* Work to complete *
- 1) What is the first sentence of each numbered point in the post about bzr and pycurl?
- 2) Output, as a numbered list without blank lines, the lines of the records starting with the line that contains "the butterfly forewing" and going on through the last line of the records.
───── Text passage
The more I look, the uglier this gets.

1. To me, it appears that bzr's interface for verifying a cert is to use pycurl and this was true in bzr-1.3.1. Maybe, the presents/absense of pycurl is bzr's "switch" to tell it whether you want cert verification of not .. I can't find any documentation that says anything about this.

2. If certs are always to be verified, then bzr should complain when pycurl is not installed and this would be a bzr bug.

Note: It does not help that I know very little about python and going through python code or C code for python is somewhat difficult.

So, just what is doing the CA verification and issuing the error message?

3. It is not pycurl! I loaded up the pycurl source and found a small program which can be used to invoke it ...
  ./python/curl/__init__.py
Running this with https://launchpad.net I get the same error:
pycurl.error: (60, 'Peer certificate cannot be authenticated ...

This also says that the problem is not bzr.
──────────
───── Data shown
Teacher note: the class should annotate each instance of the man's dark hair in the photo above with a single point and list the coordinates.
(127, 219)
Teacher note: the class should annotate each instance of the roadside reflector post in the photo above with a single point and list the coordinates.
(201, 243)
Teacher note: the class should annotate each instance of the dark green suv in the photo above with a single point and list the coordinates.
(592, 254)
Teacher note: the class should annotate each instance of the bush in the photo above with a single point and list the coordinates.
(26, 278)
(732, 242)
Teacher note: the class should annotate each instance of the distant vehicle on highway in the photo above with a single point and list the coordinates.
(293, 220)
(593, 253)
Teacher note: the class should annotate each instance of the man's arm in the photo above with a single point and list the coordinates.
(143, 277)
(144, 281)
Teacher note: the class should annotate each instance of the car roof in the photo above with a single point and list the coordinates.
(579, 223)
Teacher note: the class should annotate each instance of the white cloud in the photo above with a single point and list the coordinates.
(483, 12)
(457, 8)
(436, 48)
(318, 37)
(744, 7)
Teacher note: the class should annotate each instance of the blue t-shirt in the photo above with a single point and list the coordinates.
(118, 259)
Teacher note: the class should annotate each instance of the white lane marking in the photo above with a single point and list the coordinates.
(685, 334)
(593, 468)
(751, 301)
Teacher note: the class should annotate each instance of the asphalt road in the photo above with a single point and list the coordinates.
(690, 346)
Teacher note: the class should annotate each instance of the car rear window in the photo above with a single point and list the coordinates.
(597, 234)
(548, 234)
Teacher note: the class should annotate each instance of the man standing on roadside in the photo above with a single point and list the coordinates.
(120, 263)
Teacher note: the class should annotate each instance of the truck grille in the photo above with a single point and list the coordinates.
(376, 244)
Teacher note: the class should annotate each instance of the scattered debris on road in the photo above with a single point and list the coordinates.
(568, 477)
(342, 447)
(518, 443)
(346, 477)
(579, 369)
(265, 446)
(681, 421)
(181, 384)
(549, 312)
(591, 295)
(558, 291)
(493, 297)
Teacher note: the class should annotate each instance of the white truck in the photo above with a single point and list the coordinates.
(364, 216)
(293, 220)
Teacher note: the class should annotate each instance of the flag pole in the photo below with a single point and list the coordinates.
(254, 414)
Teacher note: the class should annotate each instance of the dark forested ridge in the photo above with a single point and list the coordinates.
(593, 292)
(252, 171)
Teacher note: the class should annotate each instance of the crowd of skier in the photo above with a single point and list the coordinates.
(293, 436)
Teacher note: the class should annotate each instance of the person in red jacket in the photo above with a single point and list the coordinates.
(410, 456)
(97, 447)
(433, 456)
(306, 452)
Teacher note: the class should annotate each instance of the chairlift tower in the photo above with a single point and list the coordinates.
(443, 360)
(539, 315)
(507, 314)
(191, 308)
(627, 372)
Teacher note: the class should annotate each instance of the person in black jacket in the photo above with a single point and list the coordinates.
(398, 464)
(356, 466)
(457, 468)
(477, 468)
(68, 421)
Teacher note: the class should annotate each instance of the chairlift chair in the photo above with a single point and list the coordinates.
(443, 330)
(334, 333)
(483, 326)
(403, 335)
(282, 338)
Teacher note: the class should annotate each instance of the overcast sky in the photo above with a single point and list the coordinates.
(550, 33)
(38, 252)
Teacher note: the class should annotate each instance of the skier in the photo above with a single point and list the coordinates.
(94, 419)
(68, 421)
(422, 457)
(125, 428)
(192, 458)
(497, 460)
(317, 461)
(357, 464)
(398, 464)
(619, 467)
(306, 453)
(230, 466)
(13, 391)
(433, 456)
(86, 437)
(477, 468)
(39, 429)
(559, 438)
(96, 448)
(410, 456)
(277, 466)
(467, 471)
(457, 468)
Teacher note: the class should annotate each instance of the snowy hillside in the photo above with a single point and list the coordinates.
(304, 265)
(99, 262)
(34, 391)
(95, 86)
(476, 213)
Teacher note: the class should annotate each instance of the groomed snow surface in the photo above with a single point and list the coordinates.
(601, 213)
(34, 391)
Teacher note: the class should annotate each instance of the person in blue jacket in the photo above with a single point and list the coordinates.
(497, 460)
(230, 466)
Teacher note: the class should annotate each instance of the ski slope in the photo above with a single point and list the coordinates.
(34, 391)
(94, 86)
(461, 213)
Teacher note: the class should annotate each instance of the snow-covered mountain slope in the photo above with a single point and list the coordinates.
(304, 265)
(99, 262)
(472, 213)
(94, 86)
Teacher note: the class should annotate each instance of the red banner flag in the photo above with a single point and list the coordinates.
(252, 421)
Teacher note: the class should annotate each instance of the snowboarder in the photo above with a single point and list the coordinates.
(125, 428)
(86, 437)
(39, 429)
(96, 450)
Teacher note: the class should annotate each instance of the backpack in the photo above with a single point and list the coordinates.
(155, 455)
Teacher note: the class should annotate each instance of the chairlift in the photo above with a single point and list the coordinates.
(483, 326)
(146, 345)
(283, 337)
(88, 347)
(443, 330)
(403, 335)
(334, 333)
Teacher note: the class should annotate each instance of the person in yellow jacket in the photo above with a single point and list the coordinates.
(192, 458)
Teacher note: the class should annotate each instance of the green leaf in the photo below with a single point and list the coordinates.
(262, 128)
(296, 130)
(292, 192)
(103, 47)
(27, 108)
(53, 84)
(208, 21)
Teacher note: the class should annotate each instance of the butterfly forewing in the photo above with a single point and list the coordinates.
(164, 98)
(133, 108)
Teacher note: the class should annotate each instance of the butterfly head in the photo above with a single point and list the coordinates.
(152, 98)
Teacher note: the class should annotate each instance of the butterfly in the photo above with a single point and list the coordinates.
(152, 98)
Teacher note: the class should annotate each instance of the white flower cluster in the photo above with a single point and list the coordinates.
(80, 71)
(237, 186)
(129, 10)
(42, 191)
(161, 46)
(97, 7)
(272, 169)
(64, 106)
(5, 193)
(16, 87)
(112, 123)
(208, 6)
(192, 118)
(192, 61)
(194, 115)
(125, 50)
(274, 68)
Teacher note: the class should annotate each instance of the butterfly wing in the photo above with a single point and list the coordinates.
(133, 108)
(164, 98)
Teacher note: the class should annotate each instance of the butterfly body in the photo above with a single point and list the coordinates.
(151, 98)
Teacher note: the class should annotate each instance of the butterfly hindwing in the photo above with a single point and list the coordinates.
──────────
* Results of the exercise *
- 1)
1. To me, it appears that bzr's interface for verifying a cert is to use pycurl and this was true in bzr-1.3.1.
2. If certs are always to be verified, then bzr should complain when pycurl is not installed and this would be a bzr bug.
3. It is not pycurl!

- 2)
1. Teacher note: the class should annotate each instance of the butterfly forewing in the photo above with a single point and list the coordinates.
2. (164, 98)
3. (133, 108)
4. Teacher note: the class should annotate each instance of the butterfly head in the photo above with a single point and list the coordinates.
5. (152, 98)
6. Teacher note: the class should annotate each instance of the butterfly in the photo above with a single point and list the coordinates.
7. (152, 98)
8. Teacher note: the class should annotate each instance of the white flower cluster in the photo above with a single point and list the coordinates.
9. (80, 71)
10. (237, 186)
11. (129, 10)
12. (42, 191)
13. (161, 46)
14. (97, 7)
15. (272, 169)
16. (64, 106)
17. (5, 193)
18. (16, 87)
19. (112, 123)
20. (208, 6)
21. (192, 118)
22. (192, 61)
23. (194, 115)
24. (125, 50)
25. (274, 68)
26. Teacher note: the class should annotate each instance of the butterfly wing in the photo above with a single point and list the coordinates.
27. (133, 108)
28. (164, 98)
29. Teacher note: the class should annotate each instance of the butterfly body in the photo above with a single point and list the coordinates.
30. (151, 98)
31. Teacher note: the class should annotate each instance of the butterfly hindwing in the photo above with a single point and list the coordinates.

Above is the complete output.